* Source data:
=== Begin Enclosure ===

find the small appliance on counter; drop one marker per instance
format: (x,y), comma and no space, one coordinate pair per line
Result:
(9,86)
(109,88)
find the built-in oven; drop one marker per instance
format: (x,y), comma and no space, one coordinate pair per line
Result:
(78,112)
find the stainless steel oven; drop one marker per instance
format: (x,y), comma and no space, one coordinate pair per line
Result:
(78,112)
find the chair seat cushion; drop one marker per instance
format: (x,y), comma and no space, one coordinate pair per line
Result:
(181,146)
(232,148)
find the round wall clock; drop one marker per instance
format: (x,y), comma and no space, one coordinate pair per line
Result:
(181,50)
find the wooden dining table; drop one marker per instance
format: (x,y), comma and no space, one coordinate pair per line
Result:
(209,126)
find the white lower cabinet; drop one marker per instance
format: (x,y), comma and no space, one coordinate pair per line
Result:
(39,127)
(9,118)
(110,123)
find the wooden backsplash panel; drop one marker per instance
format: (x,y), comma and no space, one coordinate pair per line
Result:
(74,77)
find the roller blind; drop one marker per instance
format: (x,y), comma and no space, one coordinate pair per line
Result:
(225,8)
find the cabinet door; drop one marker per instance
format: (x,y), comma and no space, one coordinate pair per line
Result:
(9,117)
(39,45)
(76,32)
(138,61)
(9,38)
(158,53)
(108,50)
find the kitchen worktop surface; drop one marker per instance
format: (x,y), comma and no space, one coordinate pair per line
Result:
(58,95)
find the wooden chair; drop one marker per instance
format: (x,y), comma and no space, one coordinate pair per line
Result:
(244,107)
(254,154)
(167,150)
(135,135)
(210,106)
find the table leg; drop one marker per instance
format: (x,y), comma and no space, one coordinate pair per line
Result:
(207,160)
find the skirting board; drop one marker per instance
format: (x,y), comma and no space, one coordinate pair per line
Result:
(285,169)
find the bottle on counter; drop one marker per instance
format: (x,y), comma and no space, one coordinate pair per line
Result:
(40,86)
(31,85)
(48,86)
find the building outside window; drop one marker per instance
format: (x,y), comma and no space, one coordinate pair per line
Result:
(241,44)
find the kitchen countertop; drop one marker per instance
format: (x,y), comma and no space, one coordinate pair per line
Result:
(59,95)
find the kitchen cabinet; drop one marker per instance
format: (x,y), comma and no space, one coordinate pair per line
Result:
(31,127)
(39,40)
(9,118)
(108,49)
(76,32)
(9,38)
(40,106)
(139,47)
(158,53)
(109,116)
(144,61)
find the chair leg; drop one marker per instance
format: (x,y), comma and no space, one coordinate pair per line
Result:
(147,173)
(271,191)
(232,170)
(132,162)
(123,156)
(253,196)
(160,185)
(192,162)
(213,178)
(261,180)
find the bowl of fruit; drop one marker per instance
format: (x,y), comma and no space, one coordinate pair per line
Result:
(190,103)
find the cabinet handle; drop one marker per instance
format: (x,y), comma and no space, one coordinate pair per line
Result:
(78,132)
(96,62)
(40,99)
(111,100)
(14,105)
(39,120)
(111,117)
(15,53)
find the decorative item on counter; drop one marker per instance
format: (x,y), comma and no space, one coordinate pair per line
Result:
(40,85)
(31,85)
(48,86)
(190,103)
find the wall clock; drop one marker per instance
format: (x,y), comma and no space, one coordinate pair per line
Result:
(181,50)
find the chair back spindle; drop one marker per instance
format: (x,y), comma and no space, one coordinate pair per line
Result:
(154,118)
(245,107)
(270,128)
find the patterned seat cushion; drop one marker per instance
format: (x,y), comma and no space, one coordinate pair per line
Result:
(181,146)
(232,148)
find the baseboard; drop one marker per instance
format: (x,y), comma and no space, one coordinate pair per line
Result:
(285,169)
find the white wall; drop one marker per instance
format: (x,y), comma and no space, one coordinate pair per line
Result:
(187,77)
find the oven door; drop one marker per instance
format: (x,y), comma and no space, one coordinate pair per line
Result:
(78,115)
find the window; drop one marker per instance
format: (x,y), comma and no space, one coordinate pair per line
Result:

=== End Enclosure ===

* Problem requirements:
Word for word, repeat each entry shown above.

* Reply to the task:
find the small appliance on counter; drop one marker per instance
format: (x,y), comma and no space, one coordinate pair per line
Result:
(9,86)
(109,88)
find the built-in oven; drop one marker per instance
format: (x,y), comma and no space, one coordinate pair per line
Result:
(78,112)
find the stainless steel oven; drop one marker per instance
format: (x,y), comma and no space, one coordinate pair per line
Result:
(78,112)
find the chair seat cushion; drop one marker per instance
format: (x,y), comma and no space, one coordinate pair per line
Result:
(181,146)
(232,148)
find the round wall clock; drop one marker per instance
format: (x,y), comma and no space, one coordinate pair per line
Result:
(181,50)
find the wooden dining table; drop one marker per instance
format: (x,y), comma and no space, one coordinate pair per line
Result:
(209,126)
find the white lower cabinet; drop one marker per instance
format: (x,y), comma and no space, one coordinate pair per line
Result:
(39,127)
(9,118)
(110,123)
find the wooden backsplash panel; drop one marker per instance
format: (x,y), comma and no space, one coordinate pair per line
Result:
(74,77)
find the roller blind; drop one marker per instance
format: (x,y), comma and no space, one coordinate pair per line
Result:
(225,8)
find the cabinet door; drop one marker per instance
format: (x,y), comma and no space, one coordinate pair per line
Result:
(9,117)
(39,45)
(76,32)
(138,61)
(9,38)
(158,53)
(108,50)
find the kitchen worktop surface; drop one marker per instance
format: (x,y), comma and no space, one coordinate pair per line
Result:
(58,95)
find the wooden chair; drop one marker per instance
format: (x,y), comma and no space, one coordinate pair per line
Result:
(244,107)
(254,154)
(167,150)
(135,135)
(210,106)
find the table leg; drop one marker per instance
format: (x,y), comma and no space, one coordinate pair per line
Result:
(207,160)
find the skirting board; drop one marker per instance
format: (x,y), comma and no space, one coordinate pair per line
Result:
(285,169)
find the bottle on counter; drop one marker per instance
format: (x,y), comma and no space, one coordinate pair per line
Result:
(40,86)
(31,85)
(48,86)
find the building outside window; drop one marker per instance
format: (x,y), comma and no space, one coordinate pair per line
Result:
(241,44)
find the kitchen countertop; drop one marker per instance
format: (x,y), comma and no space, one coordinate pair per line
Result:
(59,95)
find the kitchen cabinet; drop one marker per instance
format: (x,y), comma and no space, one coordinate pair per line
Result:
(31,127)
(39,40)
(9,118)
(108,49)
(76,32)
(9,38)
(40,106)
(139,47)
(158,53)
(109,116)
(144,61)
find the chair leg; drop one marker per instance
format: (x,y), comma and no space, one coordinate pair per line
Result:
(147,173)
(271,191)
(232,170)
(132,162)
(123,156)
(253,196)
(160,185)
(192,162)
(213,178)
(261,180)
find the bowl of fruit; drop one marker per instance
format: (x,y), comma and no space, one coordinate pair per line
Result:
(190,103)
find the cabinet handle; drop one marker per instance
format: (x,y), comma and no space, one coordinate pair per line
Result:
(78,132)
(96,62)
(40,99)
(111,100)
(14,105)
(39,120)
(111,117)
(15,53)
find the decorative item on counter; drop one marker per instance
format: (x,y), comma and no space, one coordinate pair per line
Result:
(40,85)
(31,85)
(48,86)
(190,103)
find the wall clock; drop one marker per instance
format: (x,y), comma and no space, one coordinate pair per line
Result:
(181,50)
find the chair back spindle; drop one marker per instance
format: (x,y), comma and no space, one coordinate pair per line
Result:
(154,118)
(245,107)
(270,128)
find the patterned seat cushion; drop one marker per instance
format: (x,y), comma and no space, one coordinate pair per line
Result:
(181,146)
(232,148)
find the baseboard; drop one marker per instance
format: (x,y), comma and no space, one coordinate pair per line
Result:
(285,169)
find the white wall; drop one marker per instance
format: (x,y), comma and no space, one coordinate pair per line
Result:
(187,77)
find the oven door; drop one marker per instance
format: (x,y), comma and no space, one coordinate pair per line
Result:
(78,115)
find the window; drop one marker per instance
format: (x,y), comma and no space, one coordinate pair per line
Result:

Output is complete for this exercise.